[Start of Attachment]

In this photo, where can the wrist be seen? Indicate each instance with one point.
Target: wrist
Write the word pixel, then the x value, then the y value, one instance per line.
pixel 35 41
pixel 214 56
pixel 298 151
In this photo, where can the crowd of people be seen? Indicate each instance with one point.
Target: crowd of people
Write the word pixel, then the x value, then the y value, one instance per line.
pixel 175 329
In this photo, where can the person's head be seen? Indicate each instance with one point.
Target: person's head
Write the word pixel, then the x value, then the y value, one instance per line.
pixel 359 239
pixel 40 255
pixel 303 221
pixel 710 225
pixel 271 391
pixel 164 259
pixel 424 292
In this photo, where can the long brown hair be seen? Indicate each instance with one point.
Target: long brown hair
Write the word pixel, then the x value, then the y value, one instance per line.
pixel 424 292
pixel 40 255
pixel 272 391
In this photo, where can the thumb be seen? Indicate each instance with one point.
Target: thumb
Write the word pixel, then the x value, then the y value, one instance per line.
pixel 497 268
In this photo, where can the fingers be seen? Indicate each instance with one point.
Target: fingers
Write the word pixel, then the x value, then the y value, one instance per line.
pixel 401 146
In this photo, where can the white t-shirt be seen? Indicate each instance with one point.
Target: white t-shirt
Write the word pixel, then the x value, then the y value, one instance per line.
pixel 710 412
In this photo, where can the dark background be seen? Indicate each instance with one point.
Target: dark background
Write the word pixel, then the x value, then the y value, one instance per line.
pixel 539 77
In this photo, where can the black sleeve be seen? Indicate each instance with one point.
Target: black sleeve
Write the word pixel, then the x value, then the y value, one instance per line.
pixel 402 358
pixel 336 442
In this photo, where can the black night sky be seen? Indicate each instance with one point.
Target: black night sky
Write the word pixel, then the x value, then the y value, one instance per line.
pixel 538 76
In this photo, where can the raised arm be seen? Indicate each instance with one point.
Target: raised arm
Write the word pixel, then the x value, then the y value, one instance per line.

[End of Attachment]

WHAT NEEDS TO BE DONE:
Word for word, repeat each entry from the listing above.

RESPONSE TO THIS EXERCISE:
In this photo, where can the wrist be seen? Indicate each instance with one point.
Target: wrist
Write the word pixel, then the x value, then the y value, one instance per line.
pixel 35 41
pixel 214 56
pixel 298 151
In this photo, where can the crowd of people be seen? Indicate each instance with one point.
Target: crowd of people
Write the word pixel, then the x value, then the y value, one instance per line.
pixel 175 329
In this photo, where can the person's head be seen? Indicate each instance with one point.
Target: person's head
Write the word pixel, then the x value, then the y value, one instance per line.
pixel 359 239
pixel 40 255
pixel 303 221
pixel 710 225
pixel 271 391
pixel 164 259
pixel 424 292
In this photo, where can the long brown hair be seen? Indicate each instance with one point.
Target: long brown hair
Write the word pixel, then the x value, then the y value, one instance per line.
pixel 424 292
pixel 40 255
pixel 272 391
In this photo, where can the thumb be seen? Indicate each instance with one point.
Target: thumb
Write the word pixel, then the x value, then the y value, one instance per line.
pixel 497 268
In this photo, where can the fingers be seen? Indicate each instance with one point.
Target: fingers
Write the word pixel, then the x value, then the y value, one instance per line.
pixel 401 146
In this photo, where can the white t-shirt be seen? Indicate each instance with one point.
Target: white t-shirt
Write the word pixel, then the x value, then the y value, one instance per line.
pixel 710 412
In this photo, where can the dark background be seen? Indicate each instance with one point.
Target: dark background
Write the word pixel, then the x value, then the y value, one instance per line.
pixel 539 77
In this photo, where can the black sleeve be seen? Indicate each instance with one point.
Target: black sleeve
Write the word pixel, then the x value, then the y value, one instance per line.
pixel 402 358
pixel 336 442
In this photo, where can the black night sky be seen? Indicate each instance with one point.
Target: black night sky
Write the word pixel, then the x value, then the y value, one instance per line.
pixel 538 76
In this photo, where can the raised arm be seen? Indicate each instance with one point.
Target: raised arm
Write the word pixel, then the x value, then the y value, one instance per line.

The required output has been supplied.